*** Opening Study text ***

When the schools learned of positive coronavirus cases, they used contact tracing and notified students who had been "within 6 feet of an infected person for 15 minutes or more," said a memo posted Wednesday on Facebook informing the community of the cases. Seating charts helped the school determine who needed to quarantine, Childress said in the Facebook Live broadcast.

Those students will have to self-quarantine for 14 days and continue school online.

Despite the positive tests and quarantines, Childress said he remained optimistic about the school district's plans. He encouraged the families to wear masks, and he urged everyone with children in quarantine to stay home until getting their test results.

"We've had a good start of school," Childress said. "We're going to have some more positive cases. We know that. We know it will happen. We're going to have to deal with it, and I can assure that we will deal with it and when we impose quarantines on students and staff, we are doing that for a reason."

CHICAGO GOES VIRTUAL

New York City is the only major U.S. school system still considering in-person classes this fall, after Chicago rebuffed President Donald Trump's calls to reopen to avoid further strain on the U.S. economy.

Chicago Public Schools will begin the academic year with all-virtual learning, the nation's third-largest district announced Wednesday.

New York City officials say they are still on track to open in September with a hybrid of in-class and remote instruction, though they need approval from Gov. Andrew Cuomo, who has said he will make a final decision this week.

The national rush to all-remote learning will keep parents struggling to work and teach their children simultaneously, businesses navigating those conflicts, and the virus-wracked country that much further away from normality.

*** Closing Study text ***
*** Opening Source data ***

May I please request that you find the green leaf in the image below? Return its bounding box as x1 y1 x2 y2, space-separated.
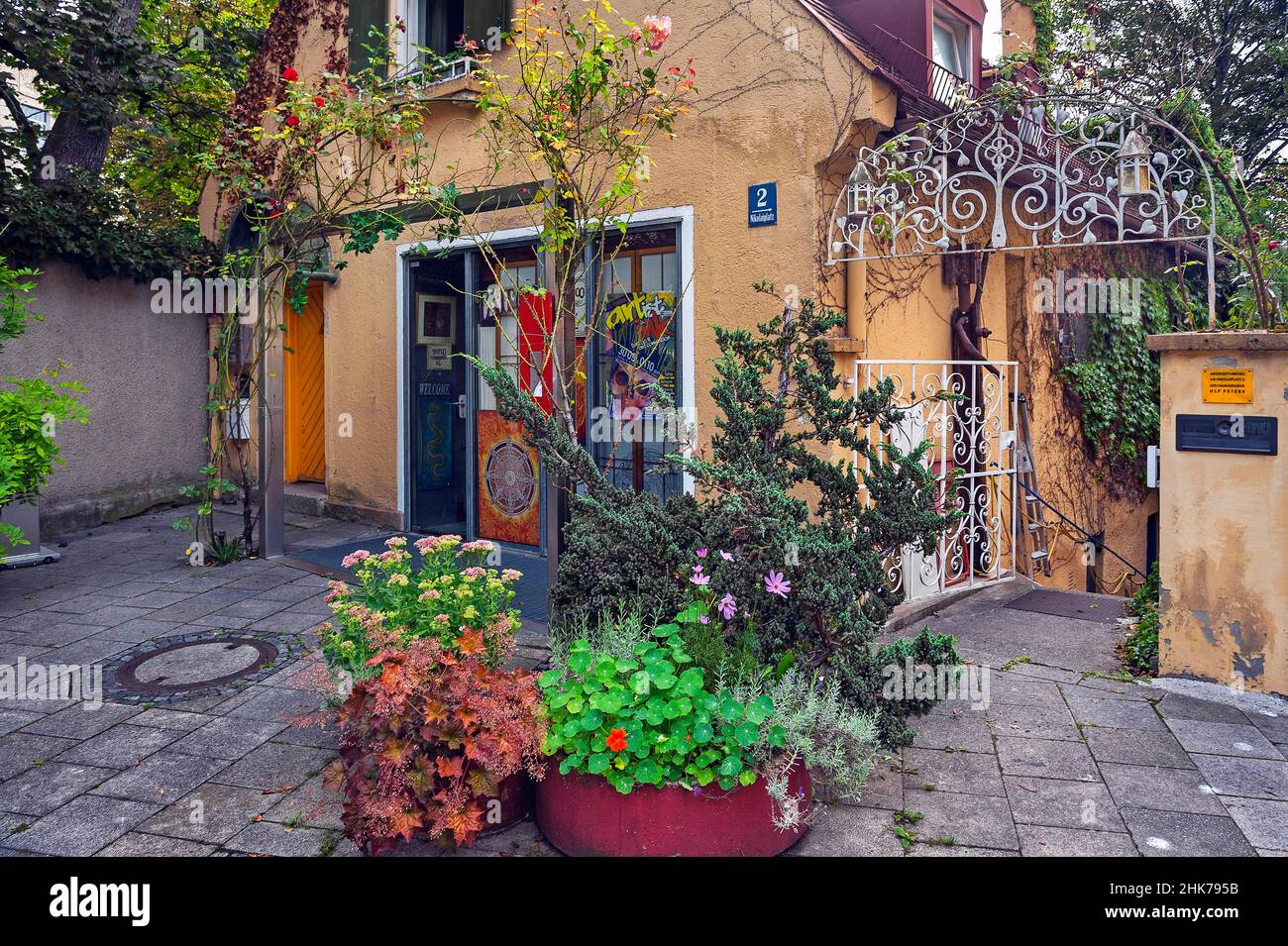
537 671 563 688
635 760 662 786
747 693 774 726
720 693 743 722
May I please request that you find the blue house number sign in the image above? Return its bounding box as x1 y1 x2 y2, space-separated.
747 181 778 227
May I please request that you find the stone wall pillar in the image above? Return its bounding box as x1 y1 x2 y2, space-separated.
1149 332 1288 695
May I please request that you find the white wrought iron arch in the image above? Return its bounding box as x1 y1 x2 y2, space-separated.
827 95 1216 321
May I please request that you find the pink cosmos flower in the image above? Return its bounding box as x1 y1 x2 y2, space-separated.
644 14 671 53
716 594 738 620
765 571 793 597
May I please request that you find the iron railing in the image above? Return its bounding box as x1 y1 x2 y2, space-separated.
870 25 979 108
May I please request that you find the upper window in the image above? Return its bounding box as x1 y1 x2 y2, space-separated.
932 14 970 80
417 0 509 55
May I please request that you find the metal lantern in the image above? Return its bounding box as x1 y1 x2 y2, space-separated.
1118 129 1151 197
845 160 876 227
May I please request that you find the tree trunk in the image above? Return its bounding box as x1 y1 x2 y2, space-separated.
35 0 142 186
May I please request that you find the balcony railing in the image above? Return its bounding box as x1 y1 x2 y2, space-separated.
868 25 979 108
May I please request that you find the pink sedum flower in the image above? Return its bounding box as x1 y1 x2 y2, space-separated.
765 571 793 598
716 594 738 620
644 14 671 53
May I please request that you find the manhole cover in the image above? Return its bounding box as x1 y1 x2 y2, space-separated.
103 631 300 702
1006 588 1124 624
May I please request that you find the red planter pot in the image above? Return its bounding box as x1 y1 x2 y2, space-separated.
537 765 811 857
483 773 532 834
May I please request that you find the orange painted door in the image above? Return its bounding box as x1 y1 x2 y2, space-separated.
284 282 326 482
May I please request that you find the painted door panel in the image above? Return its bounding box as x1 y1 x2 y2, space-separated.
283 283 326 482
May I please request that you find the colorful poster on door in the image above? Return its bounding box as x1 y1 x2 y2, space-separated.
416 399 456 489
478 410 541 547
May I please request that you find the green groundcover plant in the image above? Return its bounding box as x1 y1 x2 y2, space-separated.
481 284 960 748
321 536 520 681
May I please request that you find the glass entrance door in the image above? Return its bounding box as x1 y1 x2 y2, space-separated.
407 255 471 536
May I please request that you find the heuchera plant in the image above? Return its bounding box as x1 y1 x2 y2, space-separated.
321 536 520 680
332 633 545 855
538 549 791 794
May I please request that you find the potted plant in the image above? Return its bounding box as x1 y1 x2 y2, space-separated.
0 257 89 565
321 536 545 855
537 549 877 856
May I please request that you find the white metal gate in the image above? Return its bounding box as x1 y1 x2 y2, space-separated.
854 360 1018 601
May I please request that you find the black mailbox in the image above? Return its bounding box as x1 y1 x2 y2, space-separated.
1176 414 1279 457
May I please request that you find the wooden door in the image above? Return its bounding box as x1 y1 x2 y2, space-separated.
284 282 326 482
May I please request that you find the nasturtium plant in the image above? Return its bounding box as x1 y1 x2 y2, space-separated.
538 624 786 794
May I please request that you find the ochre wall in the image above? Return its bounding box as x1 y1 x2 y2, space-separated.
1150 332 1288 695
218 3 907 512
203 0 1147 599
1006 254 1158 594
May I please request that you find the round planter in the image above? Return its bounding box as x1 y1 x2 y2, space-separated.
537 765 811 857
483 773 532 834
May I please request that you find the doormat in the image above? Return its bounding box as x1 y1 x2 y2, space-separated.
1006 588 1124 624
287 532 550 624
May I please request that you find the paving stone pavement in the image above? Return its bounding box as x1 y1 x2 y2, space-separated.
0 510 1288 856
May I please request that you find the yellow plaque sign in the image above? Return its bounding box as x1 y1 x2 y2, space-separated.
1203 368 1252 404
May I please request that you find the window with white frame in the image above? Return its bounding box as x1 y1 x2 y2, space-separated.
931 12 971 80
411 0 510 55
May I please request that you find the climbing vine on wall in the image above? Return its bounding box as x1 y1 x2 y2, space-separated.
1015 0 1055 74
1059 275 1203 478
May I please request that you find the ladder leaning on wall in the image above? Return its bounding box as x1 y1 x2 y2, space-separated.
1015 392 1051 578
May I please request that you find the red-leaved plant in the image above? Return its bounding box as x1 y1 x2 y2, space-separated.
336 640 546 855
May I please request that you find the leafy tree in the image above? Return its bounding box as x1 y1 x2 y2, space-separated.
1056 0 1288 180
0 0 275 278
0 257 89 552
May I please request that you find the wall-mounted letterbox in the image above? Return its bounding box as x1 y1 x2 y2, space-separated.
1176 414 1279 457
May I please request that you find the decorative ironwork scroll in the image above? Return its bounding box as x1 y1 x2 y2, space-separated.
828 96 1216 265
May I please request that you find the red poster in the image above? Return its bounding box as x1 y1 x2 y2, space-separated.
478 410 541 547
519 292 555 414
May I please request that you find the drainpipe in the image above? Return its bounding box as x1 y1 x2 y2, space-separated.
845 260 868 339
257 259 286 559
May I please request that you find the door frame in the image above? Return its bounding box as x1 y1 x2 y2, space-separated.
282 279 327 487
394 205 697 532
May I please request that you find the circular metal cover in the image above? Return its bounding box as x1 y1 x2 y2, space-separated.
103 629 300 702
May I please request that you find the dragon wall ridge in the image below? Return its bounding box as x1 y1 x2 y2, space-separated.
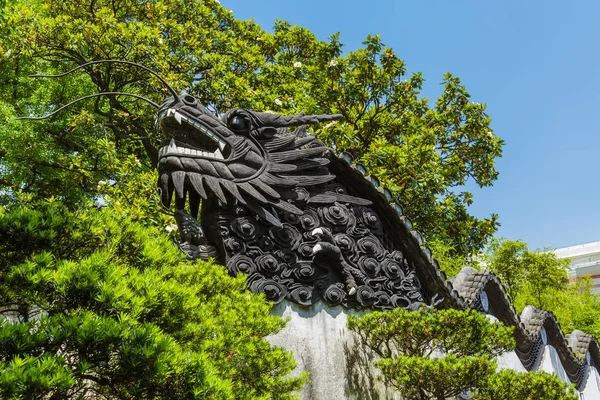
338 153 600 390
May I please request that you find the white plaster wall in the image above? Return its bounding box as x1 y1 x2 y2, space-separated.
267 301 600 400
267 301 401 400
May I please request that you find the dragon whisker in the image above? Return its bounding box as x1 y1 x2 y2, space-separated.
16 92 160 121
29 60 179 100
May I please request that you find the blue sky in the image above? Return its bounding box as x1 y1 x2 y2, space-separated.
221 0 600 249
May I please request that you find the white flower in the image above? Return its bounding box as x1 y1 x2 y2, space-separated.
165 224 177 233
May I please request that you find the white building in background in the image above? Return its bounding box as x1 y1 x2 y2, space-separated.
554 242 600 293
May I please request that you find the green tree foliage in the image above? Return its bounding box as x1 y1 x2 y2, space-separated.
484 240 600 335
0 202 303 399
550 277 600 337
348 307 577 400
0 0 502 257
474 369 579 400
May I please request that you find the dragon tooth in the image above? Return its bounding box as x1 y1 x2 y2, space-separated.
188 172 207 199
181 157 202 172
158 173 174 208
167 139 177 153
171 171 185 199
173 111 183 125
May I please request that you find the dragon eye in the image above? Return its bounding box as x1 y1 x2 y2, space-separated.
229 115 249 131
183 94 196 106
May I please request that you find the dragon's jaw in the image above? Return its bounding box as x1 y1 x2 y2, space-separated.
157 108 230 163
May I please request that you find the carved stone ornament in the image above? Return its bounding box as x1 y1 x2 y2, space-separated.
157 95 423 309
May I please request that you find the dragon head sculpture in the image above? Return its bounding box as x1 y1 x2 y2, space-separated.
156 94 422 308
156 94 341 227
26 60 426 309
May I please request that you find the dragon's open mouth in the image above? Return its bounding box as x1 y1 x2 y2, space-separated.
156 108 229 160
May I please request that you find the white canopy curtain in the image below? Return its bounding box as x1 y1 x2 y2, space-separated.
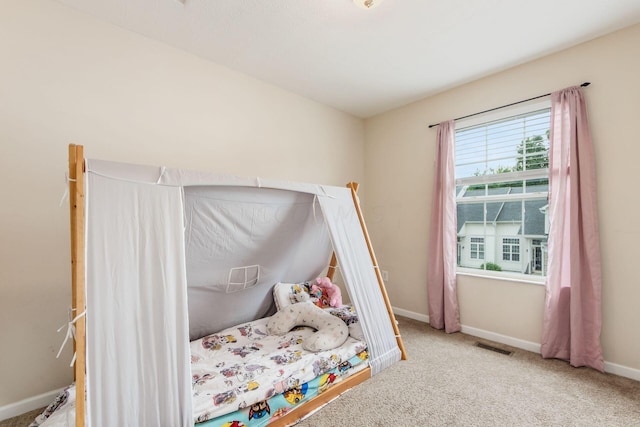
427 120 461 333
318 188 401 375
86 169 193 427
541 86 604 371
80 160 401 427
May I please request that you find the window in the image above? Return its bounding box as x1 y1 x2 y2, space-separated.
455 103 551 276
471 237 484 259
502 238 520 261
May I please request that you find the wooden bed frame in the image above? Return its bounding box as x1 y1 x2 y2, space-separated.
69 144 407 427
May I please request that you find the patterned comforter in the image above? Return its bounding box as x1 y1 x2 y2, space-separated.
191 307 366 422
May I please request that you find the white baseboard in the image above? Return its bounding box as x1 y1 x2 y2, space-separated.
391 307 429 323
604 362 640 381
0 388 63 421
393 307 640 381
461 325 540 353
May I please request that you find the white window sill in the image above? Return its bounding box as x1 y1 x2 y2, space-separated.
456 267 547 286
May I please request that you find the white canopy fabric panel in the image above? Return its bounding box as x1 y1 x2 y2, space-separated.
184 186 331 339
318 187 402 375
86 166 193 427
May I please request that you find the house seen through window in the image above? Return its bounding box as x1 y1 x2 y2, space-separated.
455 106 550 276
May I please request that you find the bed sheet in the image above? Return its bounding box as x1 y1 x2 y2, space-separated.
191 313 366 425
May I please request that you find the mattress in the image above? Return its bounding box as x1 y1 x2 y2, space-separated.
30 306 368 427
191 307 367 427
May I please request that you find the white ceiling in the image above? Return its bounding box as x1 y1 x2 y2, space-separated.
58 0 640 117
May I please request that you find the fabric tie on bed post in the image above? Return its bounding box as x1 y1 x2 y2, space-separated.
86 163 193 427
318 187 401 375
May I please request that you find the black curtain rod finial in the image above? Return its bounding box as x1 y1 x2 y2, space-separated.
429 82 591 129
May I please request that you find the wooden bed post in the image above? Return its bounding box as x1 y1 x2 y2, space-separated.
69 144 86 427
347 182 407 360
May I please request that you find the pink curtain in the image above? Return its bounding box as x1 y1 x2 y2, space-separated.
541 87 604 371
427 120 460 333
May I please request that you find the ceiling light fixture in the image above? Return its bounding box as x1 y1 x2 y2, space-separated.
353 0 382 9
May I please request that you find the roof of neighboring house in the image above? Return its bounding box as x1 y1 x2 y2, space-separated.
457 185 549 236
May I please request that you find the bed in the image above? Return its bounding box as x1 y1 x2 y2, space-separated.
31 300 369 427
62 145 406 427
191 306 368 427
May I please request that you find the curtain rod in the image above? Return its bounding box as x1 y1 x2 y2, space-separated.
429 82 591 129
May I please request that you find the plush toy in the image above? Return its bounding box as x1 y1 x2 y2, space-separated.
315 277 342 308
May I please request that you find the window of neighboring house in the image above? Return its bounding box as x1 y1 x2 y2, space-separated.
455 101 551 276
502 238 520 261
470 237 484 259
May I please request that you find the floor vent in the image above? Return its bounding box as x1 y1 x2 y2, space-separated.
475 342 513 356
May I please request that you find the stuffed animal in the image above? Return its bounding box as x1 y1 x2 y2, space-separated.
315 277 342 308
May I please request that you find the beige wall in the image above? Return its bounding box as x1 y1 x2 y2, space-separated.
364 25 640 373
0 0 364 407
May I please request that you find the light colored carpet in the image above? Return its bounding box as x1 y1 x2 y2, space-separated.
0 317 640 427
298 318 640 427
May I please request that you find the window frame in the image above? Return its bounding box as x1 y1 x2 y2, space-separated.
454 99 551 285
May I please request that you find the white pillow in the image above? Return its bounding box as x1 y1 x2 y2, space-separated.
273 281 329 311
267 302 349 352
327 305 365 341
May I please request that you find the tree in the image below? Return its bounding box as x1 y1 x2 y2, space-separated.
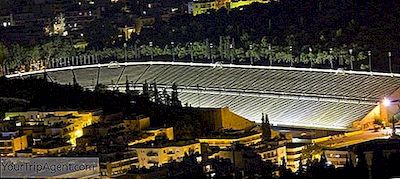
83 18 118 49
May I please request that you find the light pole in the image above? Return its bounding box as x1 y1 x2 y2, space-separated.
210 43 214 63
268 44 272 66
289 46 293 67
308 47 313 68
229 44 233 64
329 48 333 69
124 42 128 62
368 50 372 72
171 42 175 62
149 42 154 61
349 49 353 70
249 45 253 65
388 52 392 73
382 98 400 137
189 42 194 62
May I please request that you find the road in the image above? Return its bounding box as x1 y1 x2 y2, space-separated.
317 129 392 148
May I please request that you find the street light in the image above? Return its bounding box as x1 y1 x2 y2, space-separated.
368 51 372 72
229 44 233 64
268 44 272 66
329 48 333 69
308 47 313 68
249 45 253 65
149 42 154 61
210 43 214 63
124 42 128 62
189 42 194 62
171 42 175 62
289 46 293 67
388 52 392 73
349 49 353 70
382 97 400 137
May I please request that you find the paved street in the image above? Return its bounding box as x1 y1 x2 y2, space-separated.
318 129 392 148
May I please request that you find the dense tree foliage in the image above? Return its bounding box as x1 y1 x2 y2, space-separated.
0 0 400 72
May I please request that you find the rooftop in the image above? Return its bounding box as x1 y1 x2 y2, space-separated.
132 140 199 148
201 130 261 139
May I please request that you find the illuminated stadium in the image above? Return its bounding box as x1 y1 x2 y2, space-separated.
8 62 400 129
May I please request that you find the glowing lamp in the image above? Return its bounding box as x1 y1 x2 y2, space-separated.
382 98 392 106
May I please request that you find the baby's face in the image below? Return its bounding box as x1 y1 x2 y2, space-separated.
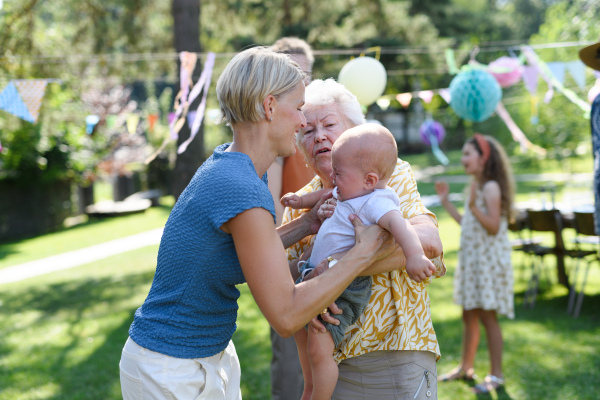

*** Closing Source data ***

## Required actions:
A. Translate this sentence from the news piece on school reopenings into Spanish: "Those students will have to self-quarantine for 14 days and continue school online."
B. Carry on the news piece on school reopenings from its final sentence.
The lines have nothing to do with the text about school reopenings.

## Answer set:
A. Esos estudiantes tendrán que ponerse en cuarentena por su cuenta durante 14 días y continuar las clases en línea.

B.
"It's a huge blow to the economy, and to the long-term potential for growth," said Diane Swonk, chief economist at Grant Thornton in Chicago. "Unfortunately we've put ourselves in a position where it's getting harder to see how we're going to sustain a rebound in the third quarter."

In Chicago alone, the decision affects 355,000 students -- kids whose parents had expected them to be in classrooms starting Sept. 8. Other major school districts that have already opted for virtual instruction for at least the start of the year include Los Angeles, San Diego, San Francisco, Miami, Atlanta and Houston. If New York City joins in, that would affect the families of another 1.1 million students.

LONG-TERM COSTS

North Carolina paused its reopening for five weeks, keeping businesses including bars, movie theaters and bowling alleys closed, and limiting the size of gatherings.

"Other states that lifted restrictions quickly have had to go backward as their hospital capacity ran dangerously low and their cases jumped higher," said Gov. Roy Cooper, a Democrat. "We won't make that mistake in North Carolina."

The economic effects of keeping children out of school go beyond matters of convenience and pocketbook. They also expose imbalances in the economy, with some children unable to access the internet as easily as others.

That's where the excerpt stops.